● Written task:
Edit the lines below so that each "spot the" becomes "locate the", and leave every other part unchanged.

(Entries for pointing and labeling)
________
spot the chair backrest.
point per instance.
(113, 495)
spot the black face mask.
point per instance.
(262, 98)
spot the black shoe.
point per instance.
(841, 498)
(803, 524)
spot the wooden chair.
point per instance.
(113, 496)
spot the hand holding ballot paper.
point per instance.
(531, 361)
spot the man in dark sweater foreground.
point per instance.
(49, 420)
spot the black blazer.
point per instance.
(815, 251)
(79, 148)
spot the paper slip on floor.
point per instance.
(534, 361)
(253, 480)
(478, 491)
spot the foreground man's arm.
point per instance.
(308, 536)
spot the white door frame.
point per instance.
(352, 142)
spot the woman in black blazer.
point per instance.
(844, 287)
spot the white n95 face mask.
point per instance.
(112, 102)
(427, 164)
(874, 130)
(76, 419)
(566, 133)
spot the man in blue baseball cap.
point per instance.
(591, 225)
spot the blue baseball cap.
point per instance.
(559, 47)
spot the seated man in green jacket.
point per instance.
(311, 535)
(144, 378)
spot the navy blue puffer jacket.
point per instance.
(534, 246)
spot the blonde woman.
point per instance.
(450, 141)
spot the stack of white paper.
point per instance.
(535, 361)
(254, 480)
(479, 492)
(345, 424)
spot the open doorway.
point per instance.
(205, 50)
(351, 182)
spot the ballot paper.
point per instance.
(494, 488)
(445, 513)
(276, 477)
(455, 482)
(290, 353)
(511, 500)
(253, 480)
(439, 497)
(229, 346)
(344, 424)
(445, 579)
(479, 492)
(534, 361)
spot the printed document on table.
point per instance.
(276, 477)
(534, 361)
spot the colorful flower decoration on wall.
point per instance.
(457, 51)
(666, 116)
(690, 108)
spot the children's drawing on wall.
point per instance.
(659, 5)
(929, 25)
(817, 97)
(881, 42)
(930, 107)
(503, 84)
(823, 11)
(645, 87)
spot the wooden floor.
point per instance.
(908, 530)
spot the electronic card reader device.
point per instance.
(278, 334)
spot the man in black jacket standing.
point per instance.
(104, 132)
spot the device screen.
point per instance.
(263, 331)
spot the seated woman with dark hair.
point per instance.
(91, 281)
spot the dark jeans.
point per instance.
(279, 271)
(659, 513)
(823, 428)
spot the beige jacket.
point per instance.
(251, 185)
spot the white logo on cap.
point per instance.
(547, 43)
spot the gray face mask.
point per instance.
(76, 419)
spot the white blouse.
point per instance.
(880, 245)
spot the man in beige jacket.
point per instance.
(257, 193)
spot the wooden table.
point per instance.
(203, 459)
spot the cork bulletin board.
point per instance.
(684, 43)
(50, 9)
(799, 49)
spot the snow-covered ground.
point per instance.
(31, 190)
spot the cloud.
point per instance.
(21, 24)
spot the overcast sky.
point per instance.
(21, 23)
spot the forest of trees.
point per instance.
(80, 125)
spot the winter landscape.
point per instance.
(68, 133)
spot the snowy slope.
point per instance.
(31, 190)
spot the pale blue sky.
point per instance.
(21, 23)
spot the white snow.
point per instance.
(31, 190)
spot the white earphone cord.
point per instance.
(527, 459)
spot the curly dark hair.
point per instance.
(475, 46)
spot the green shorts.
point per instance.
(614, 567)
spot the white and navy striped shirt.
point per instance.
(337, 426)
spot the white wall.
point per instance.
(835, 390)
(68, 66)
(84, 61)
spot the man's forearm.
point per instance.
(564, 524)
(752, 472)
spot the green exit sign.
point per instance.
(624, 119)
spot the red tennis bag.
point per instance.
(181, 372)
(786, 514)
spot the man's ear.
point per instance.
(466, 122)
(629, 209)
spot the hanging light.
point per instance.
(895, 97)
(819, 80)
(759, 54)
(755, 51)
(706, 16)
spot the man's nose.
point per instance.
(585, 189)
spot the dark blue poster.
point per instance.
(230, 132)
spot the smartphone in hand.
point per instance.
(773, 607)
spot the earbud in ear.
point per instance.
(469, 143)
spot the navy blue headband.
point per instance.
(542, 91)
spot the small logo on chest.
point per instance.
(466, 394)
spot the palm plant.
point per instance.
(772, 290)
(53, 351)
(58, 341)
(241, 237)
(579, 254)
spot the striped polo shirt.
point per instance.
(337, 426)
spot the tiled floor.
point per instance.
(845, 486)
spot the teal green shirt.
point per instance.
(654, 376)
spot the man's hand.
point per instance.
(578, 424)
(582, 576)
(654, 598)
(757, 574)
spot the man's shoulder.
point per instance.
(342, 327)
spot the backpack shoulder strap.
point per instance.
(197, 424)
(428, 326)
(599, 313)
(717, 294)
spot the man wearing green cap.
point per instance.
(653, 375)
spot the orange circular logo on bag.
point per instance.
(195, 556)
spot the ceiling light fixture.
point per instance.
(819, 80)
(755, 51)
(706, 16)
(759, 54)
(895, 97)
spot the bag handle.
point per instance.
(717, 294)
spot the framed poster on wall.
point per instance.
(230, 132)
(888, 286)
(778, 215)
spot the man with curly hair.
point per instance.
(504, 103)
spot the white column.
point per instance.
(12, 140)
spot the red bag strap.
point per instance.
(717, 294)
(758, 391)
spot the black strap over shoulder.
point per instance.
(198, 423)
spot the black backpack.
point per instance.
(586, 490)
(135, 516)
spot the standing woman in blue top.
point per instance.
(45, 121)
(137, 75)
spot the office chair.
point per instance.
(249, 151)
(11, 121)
________
● Exercise response:
locate the chair backrest.
point per instance.
(113, 495)
locate the black face mask.
point per instance.
(262, 98)
locate the black shoe.
point per instance.
(841, 498)
(803, 524)
locate the wooden chair.
point per instance.
(113, 496)
locate the hand holding ballot paper.
point per instance.
(531, 361)
locate the man in dark sweater foreground.
point per instance.
(49, 420)
locate the black blazer.
point per instance.
(815, 251)
(79, 148)
locate the paper slip on floor.
point per instance.
(534, 361)
(253, 480)
(478, 491)
locate the foreground man's arm.
point per instance.
(308, 536)
locate the white door frame.
point per instance.
(352, 142)
locate the woman in black blazer.
point per instance.
(844, 287)
locate the white n95 face mask.
point per instance.
(112, 102)
(427, 164)
(874, 130)
(76, 419)
(566, 133)
locate the man in blue baseball cap.
point per instance.
(591, 225)
locate the blue baseball cap.
point per instance.
(559, 47)
locate the seated man in green jacket.
point per instance.
(311, 535)
(144, 378)
locate the navy blue puffer jacket.
point per instance.
(534, 246)
locate the blonde woman.
point per instance.
(450, 141)
locate the stack of white paper.
point per instance.
(535, 361)
(254, 480)
(479, 492)
(345, 424)
locate the open doorway.
point per instance.
(205, 50)
(351, 182)
locate the ballot paper.
point per instance.
(494, 488)
(445, 513)
(276, 477)
(455, 482)
(290, 353)
(511, 500)
(253, 480)
(439, 497)
(229, 346)
(344, 424)
(445, 579)
(479, 492)
(534, 361)
locate the printed document on table.
point per instance.
(276, 477)
(534, 361)
locate the colorful flower decoration on wall.
point per instance.
(457, 51)
(666, 116)
(690, 108)
locate the children's drawing on wall.
point per instance.
(659, 5)
(929, 25)
(817, 97)
(881, 42)
(930, 107)
(503, 84)
(823, 11)
(645, 87)
locate the wooden floor.
point per instance.
(908, 530)
locate the electronic card reader device.
point per instance.
(278, 334)
locate the man in black jacket standing.
point per instance.
(104, 132)
locate the device screen.
point per instance.
(263, 331)
locate the seated woman with dark hair.
point per instance.
(91, 281)
locate the dark jeans.
point per instance.
(279, 271)
(659, 513)
(823, 428)
locate the beige jacket.
point per instance.
(251, 185)
locate the white logo on cap.
point per instance.
(547, 43)
locate the gray face mask.
point per instance.
(76, 419)
locate the white blouse.
point per instance.
(880, 245)
locate the man in beige jacket.
point per instance.
(257, 193)
locate the wooden table.
point per instance.
(203, 459)
locate the cork bulletin board.
point per instance.
(684, 43)
(50, 9)
(799, 49)
locate the snow-covered ground.
point per instance.
(31, 190)
locate the cloud.
point per instance.
(21, 24)
locate the overcast sky.
point per instance.
(21, 23)
locate the forest of trees.
point per instance.
(80, 125)
locate the winter landscape.
point per instance.
(68, 133)
locate the snowy slope.
point per instance.
(31, 190)
locate the pale blue sky.
point per instance.
(21, 23)
locate the white snow.
point per instance.
(31, 190)
locate the white earphone cord.
point per instance.
(527, 459)
locate the curly dark hair.
point per instance.
(475, 46)
locate the green shorts.
point per instance.
(614, 567)
locate the white and navy striped shirt.
point per instance.
(337, 426)
locate the white wall.
point per instance.
(835, 390)
(68, 66)
(84, 61)
locate the man's forearm.
point per instance.
(564, 524)
(752, 472)
locate the green exit sign.
point per instance.
(624, 119)
locate the red tennis bag.
point per instance.
(181, 372)
(786, 514)
locate the man's ear.
point per instance.
(466, 122)
(629, 209)
locate the hanging light.
point per instance.
(895, 97)
(819, 80)
(759, 54)
(755, 51)
(706, 16)
locate the man's nose.
point per instance.
(585, 189)
locate the dark blue poster.
point per instance.
(230, 132)
locate the smartphone in hand.
point per instance.
(773, 607)
locate the earbud in ear.
point per instance.
(469, 143)
locate the navy blue headband.
point per instance.
(542, 91)
locate the small logo on chest.
point per instance.
(466, 394)
locate the palm plant.
point per instance.
(772, 290)
(53, 351)
(58, 341)
(241, 237)
(579, 254)
locate the striped polo shirt.
point per instance.
(337, 426)
locate the tiled floor.
point per instance.
(845, 486)
locate the teal green shirt.
point per instance.
(654, 376)
locate the man's hand.
point per instance.
(578, 424)
(582, 576)
(654, 598)
(757, 574)
locate the man's shoulder.
point per instance.
(342, 327)
locate the backpack shoulder strap.
point per instance.
(197, 424)
(428, 326)
(599, 313)
(717, 294)
locate the man wearing green cap.
point per instance.
(653, 375)
locate the orange circular logo on bag.
point per instance.
(195, 556)
locate the ceiling light fixture.
point per instance.
(819, 80)
(755, 51)
(706, 16)
(759, 54)
(895, 97)
locate the bag handle.
point per instance.
(717, 294)
locate the framed poster on wall.
point per instance.
(230, 132)
(888, 286)
(778, 215)
locate the man with curly hair.
point per instance.
(504, 103)
locate the white column.
point per instance.
(12, 140)
locate the red bag strap.
point per instance.
(717, 294)
(758, 391)
locate the black strap over shoulder.
point per instance.
(198, 423)
locate the black backpack.
point per instance.
(586, 490)
(135, 516)
locate the standing woman in blue top.
point per instance.
(45, 121)
(137, 75)
locate the office chair.
point per instance.
(249, 151)
(11, 121)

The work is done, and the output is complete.